#### [GIVEN INSTRUCTION]
Write out the listing below word for word, starting at its very beginning and ending with the line that contains "291), (884, 490)]". Include both of those end lines.

---------- DATA IN THIS EXERCISE

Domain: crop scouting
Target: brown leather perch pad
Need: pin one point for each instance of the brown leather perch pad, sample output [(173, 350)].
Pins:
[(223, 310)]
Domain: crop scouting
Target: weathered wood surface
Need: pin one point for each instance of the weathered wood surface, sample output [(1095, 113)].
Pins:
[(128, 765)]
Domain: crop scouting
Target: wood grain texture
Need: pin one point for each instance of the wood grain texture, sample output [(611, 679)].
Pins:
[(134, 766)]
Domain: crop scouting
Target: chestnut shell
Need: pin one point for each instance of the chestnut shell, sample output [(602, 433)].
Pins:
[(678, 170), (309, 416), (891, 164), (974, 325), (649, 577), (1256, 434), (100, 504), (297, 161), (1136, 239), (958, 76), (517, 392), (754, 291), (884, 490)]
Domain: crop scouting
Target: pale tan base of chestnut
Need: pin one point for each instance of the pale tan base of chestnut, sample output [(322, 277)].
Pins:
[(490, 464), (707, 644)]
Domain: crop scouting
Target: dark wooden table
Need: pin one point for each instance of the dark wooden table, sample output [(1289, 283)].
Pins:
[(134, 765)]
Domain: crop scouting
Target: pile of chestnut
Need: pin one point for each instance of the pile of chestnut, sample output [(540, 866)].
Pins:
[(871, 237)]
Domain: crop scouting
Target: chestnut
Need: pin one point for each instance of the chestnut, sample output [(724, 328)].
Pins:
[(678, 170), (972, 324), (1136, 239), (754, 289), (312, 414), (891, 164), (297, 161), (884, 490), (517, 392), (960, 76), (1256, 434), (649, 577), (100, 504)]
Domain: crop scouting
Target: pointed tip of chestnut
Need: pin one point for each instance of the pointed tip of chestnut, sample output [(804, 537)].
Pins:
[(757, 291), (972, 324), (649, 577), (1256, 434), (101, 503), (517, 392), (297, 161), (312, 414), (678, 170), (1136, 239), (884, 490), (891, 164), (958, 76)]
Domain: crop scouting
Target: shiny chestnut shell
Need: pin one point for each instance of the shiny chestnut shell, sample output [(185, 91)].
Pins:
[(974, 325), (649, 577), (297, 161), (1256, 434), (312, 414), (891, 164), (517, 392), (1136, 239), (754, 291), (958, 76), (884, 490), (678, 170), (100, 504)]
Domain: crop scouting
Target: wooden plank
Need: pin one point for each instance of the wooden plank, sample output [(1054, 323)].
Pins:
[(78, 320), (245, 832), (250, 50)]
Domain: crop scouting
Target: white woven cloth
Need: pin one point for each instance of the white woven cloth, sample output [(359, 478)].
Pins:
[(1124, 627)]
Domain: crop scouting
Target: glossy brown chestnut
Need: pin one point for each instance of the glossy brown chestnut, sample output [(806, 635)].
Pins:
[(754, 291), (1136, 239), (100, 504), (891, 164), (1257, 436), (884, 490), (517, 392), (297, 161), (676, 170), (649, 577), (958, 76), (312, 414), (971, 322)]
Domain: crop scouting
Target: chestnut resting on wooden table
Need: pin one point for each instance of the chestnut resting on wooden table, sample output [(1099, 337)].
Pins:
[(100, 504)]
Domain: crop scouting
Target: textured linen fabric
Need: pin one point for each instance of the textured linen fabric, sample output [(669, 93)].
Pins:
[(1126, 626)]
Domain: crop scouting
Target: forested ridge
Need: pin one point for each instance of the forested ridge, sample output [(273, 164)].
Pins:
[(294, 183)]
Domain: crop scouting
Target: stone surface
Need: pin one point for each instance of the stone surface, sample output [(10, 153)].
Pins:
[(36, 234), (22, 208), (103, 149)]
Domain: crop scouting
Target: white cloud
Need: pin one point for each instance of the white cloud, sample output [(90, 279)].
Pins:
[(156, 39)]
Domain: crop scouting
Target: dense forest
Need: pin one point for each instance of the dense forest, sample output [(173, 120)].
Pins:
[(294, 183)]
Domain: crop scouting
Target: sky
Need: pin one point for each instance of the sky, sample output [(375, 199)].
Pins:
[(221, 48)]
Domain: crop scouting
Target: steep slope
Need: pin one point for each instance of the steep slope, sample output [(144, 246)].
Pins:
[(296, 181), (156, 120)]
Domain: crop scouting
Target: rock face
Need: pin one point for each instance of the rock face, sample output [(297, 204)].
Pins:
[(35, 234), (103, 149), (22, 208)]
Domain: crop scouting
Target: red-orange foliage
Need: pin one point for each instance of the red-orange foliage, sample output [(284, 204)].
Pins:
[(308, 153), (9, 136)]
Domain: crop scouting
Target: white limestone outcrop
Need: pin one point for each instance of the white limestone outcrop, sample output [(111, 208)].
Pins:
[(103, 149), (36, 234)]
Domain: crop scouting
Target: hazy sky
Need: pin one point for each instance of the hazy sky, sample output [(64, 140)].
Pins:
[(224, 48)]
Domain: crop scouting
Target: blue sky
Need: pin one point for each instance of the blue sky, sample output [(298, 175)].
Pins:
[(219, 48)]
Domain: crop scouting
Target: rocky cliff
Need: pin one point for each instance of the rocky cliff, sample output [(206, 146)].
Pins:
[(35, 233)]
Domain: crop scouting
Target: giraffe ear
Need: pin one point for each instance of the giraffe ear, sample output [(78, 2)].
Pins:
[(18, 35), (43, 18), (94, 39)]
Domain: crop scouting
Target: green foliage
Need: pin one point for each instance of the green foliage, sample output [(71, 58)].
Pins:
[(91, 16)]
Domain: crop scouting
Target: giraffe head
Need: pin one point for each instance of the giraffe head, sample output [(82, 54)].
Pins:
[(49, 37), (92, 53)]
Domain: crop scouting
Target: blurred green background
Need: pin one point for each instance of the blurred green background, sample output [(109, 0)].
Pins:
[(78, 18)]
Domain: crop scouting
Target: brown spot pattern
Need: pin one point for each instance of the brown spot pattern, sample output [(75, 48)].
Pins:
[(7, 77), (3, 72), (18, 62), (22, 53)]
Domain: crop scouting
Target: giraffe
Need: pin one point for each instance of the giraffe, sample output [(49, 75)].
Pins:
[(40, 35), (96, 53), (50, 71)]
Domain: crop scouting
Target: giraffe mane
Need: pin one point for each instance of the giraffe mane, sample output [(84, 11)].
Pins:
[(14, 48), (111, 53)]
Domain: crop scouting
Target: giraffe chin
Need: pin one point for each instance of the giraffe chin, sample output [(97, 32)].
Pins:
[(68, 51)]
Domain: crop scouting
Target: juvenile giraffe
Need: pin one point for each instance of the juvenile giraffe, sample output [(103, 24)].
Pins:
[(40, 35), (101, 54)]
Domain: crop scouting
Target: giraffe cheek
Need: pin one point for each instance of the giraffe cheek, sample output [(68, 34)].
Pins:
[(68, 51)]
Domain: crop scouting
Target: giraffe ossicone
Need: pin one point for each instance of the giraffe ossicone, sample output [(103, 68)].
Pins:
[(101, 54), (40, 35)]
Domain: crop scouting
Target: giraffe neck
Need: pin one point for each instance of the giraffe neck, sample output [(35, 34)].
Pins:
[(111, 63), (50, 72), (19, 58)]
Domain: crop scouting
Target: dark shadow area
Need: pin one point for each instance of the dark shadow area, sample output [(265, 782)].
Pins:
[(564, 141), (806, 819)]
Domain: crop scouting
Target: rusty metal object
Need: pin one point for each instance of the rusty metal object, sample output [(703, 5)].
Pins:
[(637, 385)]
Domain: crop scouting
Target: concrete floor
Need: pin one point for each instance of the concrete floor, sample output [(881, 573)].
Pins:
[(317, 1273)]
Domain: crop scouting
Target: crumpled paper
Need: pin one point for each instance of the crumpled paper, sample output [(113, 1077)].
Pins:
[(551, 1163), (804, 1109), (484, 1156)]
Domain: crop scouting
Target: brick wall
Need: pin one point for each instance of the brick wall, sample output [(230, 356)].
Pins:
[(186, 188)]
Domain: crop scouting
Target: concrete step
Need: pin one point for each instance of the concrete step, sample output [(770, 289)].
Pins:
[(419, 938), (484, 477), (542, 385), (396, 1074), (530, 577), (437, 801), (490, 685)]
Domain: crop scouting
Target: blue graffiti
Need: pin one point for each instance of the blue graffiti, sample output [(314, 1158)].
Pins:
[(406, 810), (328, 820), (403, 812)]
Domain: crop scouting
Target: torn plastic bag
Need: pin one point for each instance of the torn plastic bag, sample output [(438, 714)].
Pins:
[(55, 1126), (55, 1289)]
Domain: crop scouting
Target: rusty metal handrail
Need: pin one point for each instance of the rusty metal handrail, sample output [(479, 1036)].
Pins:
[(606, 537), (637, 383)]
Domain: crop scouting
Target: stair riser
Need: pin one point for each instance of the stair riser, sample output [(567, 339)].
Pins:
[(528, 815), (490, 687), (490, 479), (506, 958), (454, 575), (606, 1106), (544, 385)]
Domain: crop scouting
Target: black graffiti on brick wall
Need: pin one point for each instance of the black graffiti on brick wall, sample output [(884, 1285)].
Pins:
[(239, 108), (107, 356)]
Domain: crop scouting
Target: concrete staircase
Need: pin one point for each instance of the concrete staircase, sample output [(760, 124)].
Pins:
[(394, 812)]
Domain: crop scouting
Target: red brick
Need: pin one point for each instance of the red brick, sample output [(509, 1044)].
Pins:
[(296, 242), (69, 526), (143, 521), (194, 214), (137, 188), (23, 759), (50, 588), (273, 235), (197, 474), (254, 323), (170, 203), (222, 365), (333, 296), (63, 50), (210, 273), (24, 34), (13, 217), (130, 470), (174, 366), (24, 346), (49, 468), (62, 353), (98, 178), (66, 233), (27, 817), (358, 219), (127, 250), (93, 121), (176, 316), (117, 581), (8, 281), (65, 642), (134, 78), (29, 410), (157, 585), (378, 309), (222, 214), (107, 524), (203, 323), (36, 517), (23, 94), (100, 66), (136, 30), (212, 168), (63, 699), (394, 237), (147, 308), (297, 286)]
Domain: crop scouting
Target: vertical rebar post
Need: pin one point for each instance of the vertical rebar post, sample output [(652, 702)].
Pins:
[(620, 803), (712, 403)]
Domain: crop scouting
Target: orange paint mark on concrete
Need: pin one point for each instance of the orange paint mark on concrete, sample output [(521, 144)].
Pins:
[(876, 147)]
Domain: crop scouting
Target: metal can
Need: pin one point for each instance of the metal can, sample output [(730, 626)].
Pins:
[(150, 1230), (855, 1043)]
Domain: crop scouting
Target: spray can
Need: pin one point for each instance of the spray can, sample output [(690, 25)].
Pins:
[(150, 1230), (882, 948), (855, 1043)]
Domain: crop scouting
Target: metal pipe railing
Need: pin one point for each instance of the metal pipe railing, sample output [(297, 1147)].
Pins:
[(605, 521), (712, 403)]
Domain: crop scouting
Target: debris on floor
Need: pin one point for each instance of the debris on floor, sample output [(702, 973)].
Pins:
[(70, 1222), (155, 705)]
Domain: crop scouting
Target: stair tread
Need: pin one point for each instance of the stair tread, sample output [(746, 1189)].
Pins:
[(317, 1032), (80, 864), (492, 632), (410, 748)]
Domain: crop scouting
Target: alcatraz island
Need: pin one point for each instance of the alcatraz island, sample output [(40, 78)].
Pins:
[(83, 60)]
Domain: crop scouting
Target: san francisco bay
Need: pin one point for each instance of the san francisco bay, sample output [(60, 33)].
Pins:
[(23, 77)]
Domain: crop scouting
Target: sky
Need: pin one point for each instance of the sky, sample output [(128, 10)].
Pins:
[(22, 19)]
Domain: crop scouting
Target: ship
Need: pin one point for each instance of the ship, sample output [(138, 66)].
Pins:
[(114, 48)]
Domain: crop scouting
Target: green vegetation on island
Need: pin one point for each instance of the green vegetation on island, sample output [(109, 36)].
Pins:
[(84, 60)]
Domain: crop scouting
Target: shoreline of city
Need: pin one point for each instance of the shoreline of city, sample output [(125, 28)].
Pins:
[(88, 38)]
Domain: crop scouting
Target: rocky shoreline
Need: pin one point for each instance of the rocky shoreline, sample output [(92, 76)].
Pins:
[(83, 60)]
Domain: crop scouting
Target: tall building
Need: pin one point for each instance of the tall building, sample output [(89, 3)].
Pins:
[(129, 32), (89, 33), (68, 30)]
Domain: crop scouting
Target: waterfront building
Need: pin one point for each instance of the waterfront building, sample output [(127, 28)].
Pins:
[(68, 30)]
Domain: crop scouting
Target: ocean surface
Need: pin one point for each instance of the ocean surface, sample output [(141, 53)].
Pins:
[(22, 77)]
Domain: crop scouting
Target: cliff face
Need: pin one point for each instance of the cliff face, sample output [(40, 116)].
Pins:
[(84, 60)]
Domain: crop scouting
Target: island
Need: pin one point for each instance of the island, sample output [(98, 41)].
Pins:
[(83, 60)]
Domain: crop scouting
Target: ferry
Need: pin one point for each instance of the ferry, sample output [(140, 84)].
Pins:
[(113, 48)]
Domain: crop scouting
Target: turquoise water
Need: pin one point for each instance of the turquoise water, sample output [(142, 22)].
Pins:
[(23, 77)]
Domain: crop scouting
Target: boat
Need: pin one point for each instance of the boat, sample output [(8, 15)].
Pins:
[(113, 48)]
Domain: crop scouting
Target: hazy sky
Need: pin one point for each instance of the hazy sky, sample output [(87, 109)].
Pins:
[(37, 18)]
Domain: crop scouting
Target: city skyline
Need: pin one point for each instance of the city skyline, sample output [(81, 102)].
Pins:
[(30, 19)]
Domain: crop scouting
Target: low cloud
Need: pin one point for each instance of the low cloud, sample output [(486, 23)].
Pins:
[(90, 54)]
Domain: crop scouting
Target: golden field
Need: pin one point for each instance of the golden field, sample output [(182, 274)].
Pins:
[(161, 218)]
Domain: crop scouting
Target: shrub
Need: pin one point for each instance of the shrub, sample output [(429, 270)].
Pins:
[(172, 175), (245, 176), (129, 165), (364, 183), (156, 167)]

--------------------

#### [IN RESPONSE]
Domain: crop scouting
Target: brown leather perch pad
Need: pin one point for each instance of the brown leather perch pad, sample output [(173, 350)].
Pins:
[(223, 310)]
Domain: crop scouting
Target: weathered wood surface
Need: pin one point for each instance of the weathered wood surface, sample output [(1095, 113)].
Pins:
[(128, 765)]
Domain: crop scouting
Target: wood grain texture
Need: pin one point for each instance of the wood grain texture, sample output [(611, 679)].
Pins:
[(134, 766)]
Domain: crop scouting
Target: chestnut shell
Need: pin one point for each instance of the chestnut shell, sample output [(602, 433)].
Pins:
[(678, 170), (309, 416), (891, 164), (974, 325), (649, 577), (1256, 434), (100, 504), (297, 161), (1136, 239), (958, 76), (517, 392), (754, 291), (884, 490)]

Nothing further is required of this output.